»»

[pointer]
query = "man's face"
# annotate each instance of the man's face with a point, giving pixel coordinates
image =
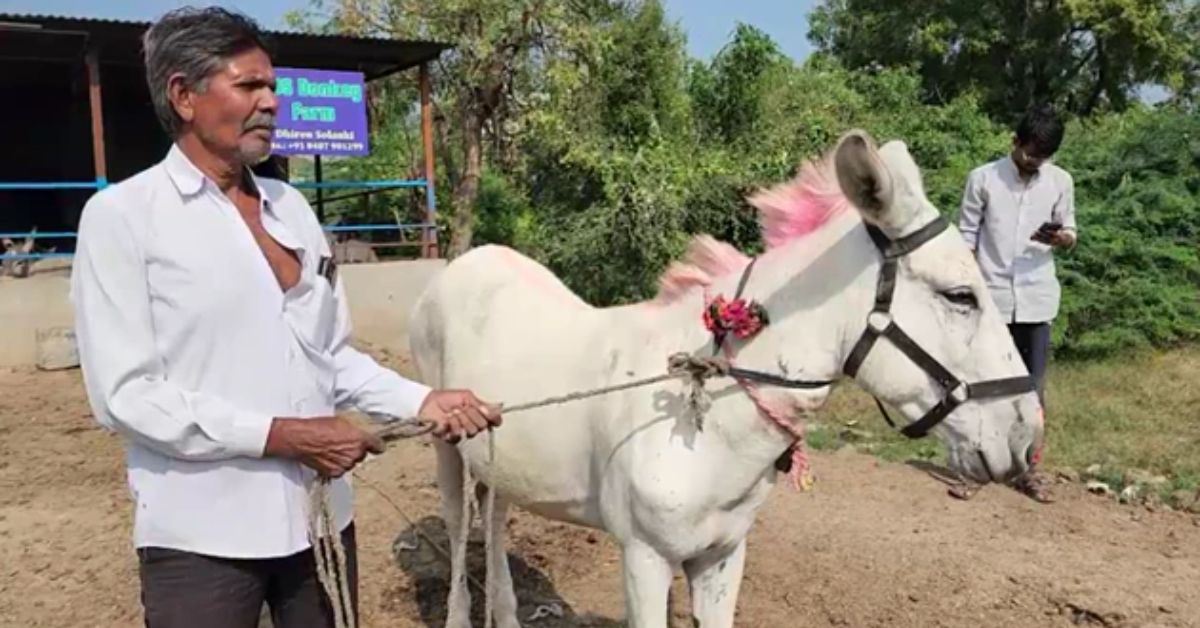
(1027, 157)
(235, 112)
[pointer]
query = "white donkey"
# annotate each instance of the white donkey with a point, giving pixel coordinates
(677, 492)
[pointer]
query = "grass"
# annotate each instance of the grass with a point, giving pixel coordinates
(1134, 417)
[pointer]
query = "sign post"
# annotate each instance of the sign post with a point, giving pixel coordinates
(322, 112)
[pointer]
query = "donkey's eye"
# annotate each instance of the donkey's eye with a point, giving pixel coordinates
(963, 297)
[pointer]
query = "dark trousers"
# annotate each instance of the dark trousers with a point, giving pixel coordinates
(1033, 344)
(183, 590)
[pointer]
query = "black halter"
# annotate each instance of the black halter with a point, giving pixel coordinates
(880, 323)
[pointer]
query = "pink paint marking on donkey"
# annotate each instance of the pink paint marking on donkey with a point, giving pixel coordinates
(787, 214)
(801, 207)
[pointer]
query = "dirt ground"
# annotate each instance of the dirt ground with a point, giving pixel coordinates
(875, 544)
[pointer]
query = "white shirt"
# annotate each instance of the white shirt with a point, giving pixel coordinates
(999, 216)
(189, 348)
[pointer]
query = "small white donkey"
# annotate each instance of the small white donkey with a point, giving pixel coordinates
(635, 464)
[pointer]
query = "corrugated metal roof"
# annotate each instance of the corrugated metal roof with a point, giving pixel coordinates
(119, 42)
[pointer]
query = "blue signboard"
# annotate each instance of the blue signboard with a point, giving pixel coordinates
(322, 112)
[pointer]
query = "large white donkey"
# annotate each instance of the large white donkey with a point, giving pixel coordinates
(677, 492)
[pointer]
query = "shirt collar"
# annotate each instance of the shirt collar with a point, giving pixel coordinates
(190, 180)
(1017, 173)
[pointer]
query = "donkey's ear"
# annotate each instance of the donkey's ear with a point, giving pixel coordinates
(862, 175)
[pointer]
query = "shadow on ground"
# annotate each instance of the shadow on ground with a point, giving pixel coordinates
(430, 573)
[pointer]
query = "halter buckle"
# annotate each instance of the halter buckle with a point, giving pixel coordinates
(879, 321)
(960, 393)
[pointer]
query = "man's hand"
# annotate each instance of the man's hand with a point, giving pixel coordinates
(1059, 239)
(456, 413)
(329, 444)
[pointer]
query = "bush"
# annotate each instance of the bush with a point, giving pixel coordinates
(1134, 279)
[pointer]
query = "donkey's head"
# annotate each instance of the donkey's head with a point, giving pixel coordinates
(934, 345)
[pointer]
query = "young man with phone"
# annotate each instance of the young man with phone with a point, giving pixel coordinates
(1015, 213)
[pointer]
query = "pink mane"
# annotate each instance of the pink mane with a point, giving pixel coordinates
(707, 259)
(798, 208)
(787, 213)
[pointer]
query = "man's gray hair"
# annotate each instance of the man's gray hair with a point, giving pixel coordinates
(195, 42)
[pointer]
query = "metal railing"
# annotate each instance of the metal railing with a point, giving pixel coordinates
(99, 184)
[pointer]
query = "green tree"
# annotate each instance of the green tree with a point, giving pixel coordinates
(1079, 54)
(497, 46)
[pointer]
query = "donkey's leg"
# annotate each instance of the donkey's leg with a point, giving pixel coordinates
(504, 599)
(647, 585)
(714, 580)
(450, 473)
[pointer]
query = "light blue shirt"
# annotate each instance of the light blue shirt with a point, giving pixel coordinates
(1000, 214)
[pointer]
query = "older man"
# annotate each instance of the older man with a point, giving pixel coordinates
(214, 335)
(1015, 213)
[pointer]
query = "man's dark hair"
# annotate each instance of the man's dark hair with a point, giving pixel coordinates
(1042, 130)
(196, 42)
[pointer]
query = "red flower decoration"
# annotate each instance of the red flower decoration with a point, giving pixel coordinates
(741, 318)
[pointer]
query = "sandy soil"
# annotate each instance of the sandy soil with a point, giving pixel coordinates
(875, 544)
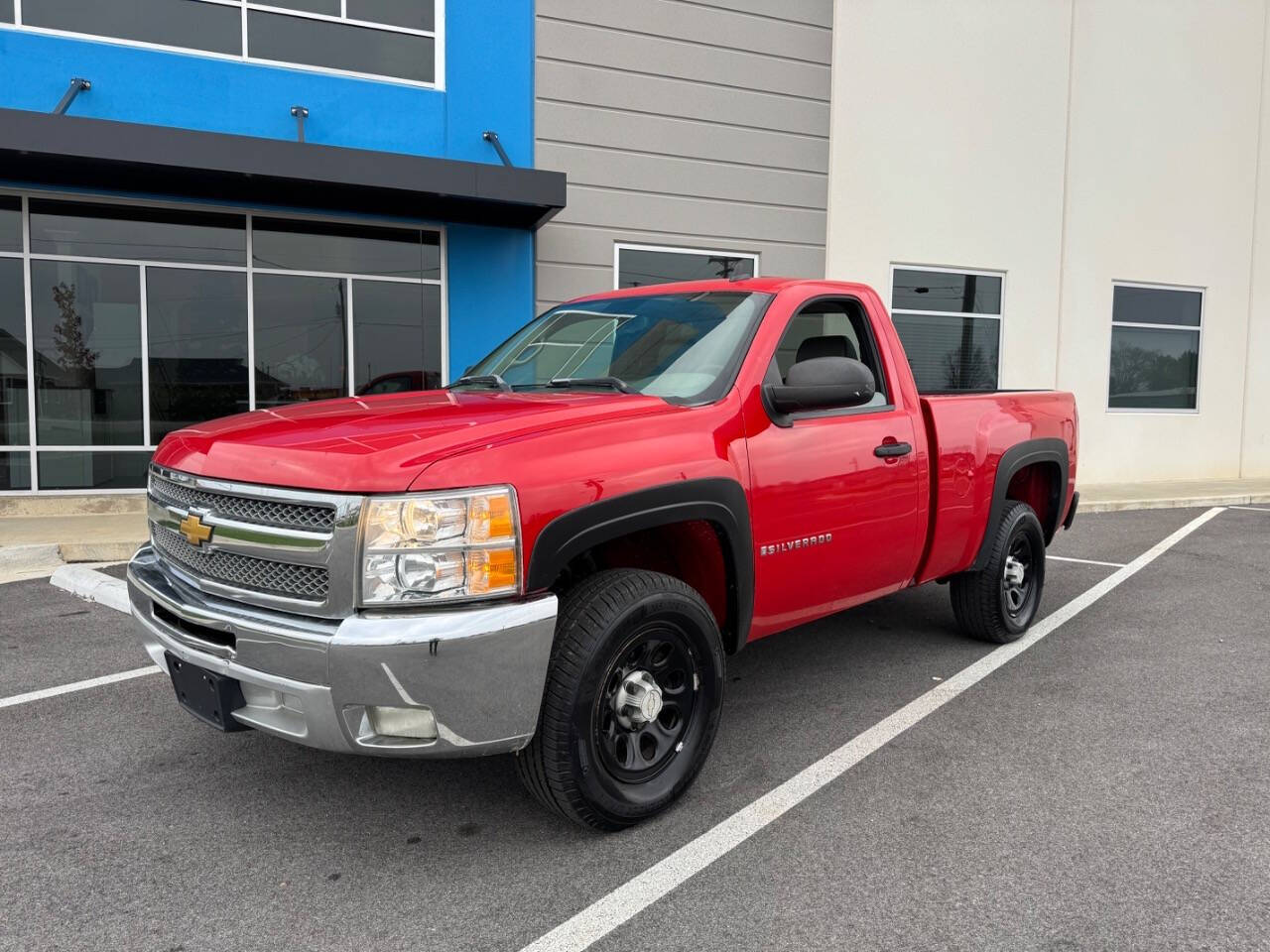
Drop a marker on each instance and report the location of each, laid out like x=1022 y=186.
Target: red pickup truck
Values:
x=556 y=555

««
»»

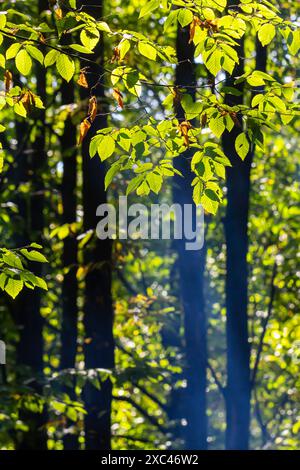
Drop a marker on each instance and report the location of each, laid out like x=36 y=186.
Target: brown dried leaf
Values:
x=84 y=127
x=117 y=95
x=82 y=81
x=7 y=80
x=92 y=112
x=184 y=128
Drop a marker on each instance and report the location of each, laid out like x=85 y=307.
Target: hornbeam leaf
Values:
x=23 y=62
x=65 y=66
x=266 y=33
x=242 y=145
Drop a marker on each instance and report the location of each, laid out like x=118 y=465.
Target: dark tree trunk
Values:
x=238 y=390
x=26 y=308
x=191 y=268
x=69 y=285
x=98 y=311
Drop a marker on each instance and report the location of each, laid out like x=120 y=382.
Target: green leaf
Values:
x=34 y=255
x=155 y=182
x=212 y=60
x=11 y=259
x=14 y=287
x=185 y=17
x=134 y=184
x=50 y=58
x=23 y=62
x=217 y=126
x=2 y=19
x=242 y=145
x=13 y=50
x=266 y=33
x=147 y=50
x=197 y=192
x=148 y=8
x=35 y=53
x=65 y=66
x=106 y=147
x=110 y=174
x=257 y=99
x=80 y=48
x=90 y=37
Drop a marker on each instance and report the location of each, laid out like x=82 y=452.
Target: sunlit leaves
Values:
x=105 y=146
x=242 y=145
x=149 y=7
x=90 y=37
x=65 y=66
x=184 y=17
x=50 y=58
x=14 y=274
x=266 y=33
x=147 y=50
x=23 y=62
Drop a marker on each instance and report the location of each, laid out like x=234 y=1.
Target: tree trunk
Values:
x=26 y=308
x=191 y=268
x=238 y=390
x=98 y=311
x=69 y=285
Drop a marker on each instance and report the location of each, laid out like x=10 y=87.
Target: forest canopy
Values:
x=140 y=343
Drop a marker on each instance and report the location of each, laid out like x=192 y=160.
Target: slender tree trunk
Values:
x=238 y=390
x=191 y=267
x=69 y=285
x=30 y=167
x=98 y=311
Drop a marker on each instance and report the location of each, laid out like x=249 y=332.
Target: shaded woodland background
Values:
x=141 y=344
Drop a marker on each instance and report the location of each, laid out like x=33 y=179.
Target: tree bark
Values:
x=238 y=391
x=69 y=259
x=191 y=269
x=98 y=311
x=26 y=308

««

■ EXERCISE DETAILS ■
What is the number of lines in the records that contain "trunk"? Answer with it alone.

■ FINAL ANSWER ■
3